# EXERCISE
Your task is to copy every record exactly.

>> start LISTING

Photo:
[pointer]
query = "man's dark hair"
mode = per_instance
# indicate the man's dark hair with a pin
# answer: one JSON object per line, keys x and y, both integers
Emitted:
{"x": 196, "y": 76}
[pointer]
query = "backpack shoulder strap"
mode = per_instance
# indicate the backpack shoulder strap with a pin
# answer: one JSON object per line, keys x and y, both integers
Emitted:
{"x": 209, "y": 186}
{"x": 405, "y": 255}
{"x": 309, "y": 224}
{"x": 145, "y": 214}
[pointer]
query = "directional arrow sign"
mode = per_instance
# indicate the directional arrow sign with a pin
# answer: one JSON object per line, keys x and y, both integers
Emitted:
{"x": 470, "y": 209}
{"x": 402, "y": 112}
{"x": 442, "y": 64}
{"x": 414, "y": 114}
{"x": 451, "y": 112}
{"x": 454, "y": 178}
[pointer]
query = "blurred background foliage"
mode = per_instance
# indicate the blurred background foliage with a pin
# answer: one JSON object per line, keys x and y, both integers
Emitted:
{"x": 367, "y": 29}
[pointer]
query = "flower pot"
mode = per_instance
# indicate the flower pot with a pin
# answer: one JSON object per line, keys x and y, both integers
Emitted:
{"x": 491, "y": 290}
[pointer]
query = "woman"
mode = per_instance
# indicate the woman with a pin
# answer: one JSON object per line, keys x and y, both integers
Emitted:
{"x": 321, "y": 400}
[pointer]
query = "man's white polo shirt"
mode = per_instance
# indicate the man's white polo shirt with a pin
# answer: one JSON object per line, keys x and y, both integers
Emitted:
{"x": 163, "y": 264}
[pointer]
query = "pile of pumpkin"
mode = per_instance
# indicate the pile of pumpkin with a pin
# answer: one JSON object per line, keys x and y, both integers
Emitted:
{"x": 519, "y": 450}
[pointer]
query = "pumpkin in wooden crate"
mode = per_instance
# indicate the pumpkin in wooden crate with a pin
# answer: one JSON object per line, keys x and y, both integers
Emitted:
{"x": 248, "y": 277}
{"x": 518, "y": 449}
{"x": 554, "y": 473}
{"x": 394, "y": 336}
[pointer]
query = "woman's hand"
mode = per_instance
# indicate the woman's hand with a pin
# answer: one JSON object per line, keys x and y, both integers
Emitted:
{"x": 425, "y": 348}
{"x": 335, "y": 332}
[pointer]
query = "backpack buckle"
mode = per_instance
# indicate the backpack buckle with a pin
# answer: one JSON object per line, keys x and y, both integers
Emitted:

>> end LISTING

# RESPONSE TO THE EXERCISE
Photo:
[pointer]
query = "man's dark hair"
mode = per_instance
# indicate the man's dark hair with a pin
# answer: one JSON object per line, keys x and y, both integers
Emitted:
{"x": 196, "y": 76}
[pointer]
query = "backpack shoulder strap"
mode = per_instance
# indicate the backpack shoulder strap with a pin
# answer: one JSON object per line, keys x and y, both integers
Emitted:
{"x": 209, "y": 186}
{"x": 405, "y": 255}
{"x": 309, "y": 224}
{"x": 145, "y": 214}
[pointer]
query = "directional arrow sign"
mode = per_instance
# indicate the directional arrow sign with a pin
# answer: one JSON object per line, keys x and y, both integers
Emitted:
{"x": 470, "y": 209}
{"x": 402, "y": 112}
{"x": 442, "y": 64}
{"x": 414, "y": 114}
{"x": 451, "y": 112}
{"x": 454, "y": 178}
[pointer]
query = "blurred background foliage"
mode = per_instance
# indicate the blurred background foliage with a pin
# answer: one JSON object per line, keys x and y, both integers
Emitted:
{"x": 367, "y": 29}
[pointer]
query = "flower pot"
mode = per_instance
# indicate the flower pot with a pin
# answer: one JSON object per line, keys x and y, both integers
Emitted:
{"x": 491, "y": 290}
[pointer]
query = "woman"
mode = per_instance
# indicate the woman with a pin
# answer: one JSON object per line, keys x and y, both integers
Emitted:
{"x": 321, "y": 400}
[pointer]
query = "man's white polo shirt"
mode = per_instance
# indicate the man's white polo shirt with a pin
# answer: one JSON object per line, keys x and y, both integers
Emitted:
{"x": 163, "y": 264}
[pointer]
query = "pile of pumpkin"
mode = per_instance
# indicate the pile of pumpkin with a pin
# answer: one JSON object per line, keys x and y, both integers
Emitted:
{"x": 519, "y": 450}
[pointer]
query = "pumpkin in wooden crate"
mode = per_instance
# indicate the pumpkin in wooden crate with a pin
# answer: one JSON object per line, keys x and y, both integers
Emitted:
{"x": 248, "y": 277}
{"x": 518, "y": 449}
{"x": 554, "y": 473}
{"x": 394, "y": 336}
[pointer]
query = "woman's hand"
mode = per_instance
# indicate the woman's hand with a pin
# answer: one JSON object per line, keys x and y, both integers
Emitted:
{"x": 425, "y": 348}
{"x": 335, "y": 332}
[pointer]
query = "backpack buckle"
mode = per_instance
# indicate the backpack buckle with a pin
# answer: one JSON object per line, keys x and y, both integers
Emitted:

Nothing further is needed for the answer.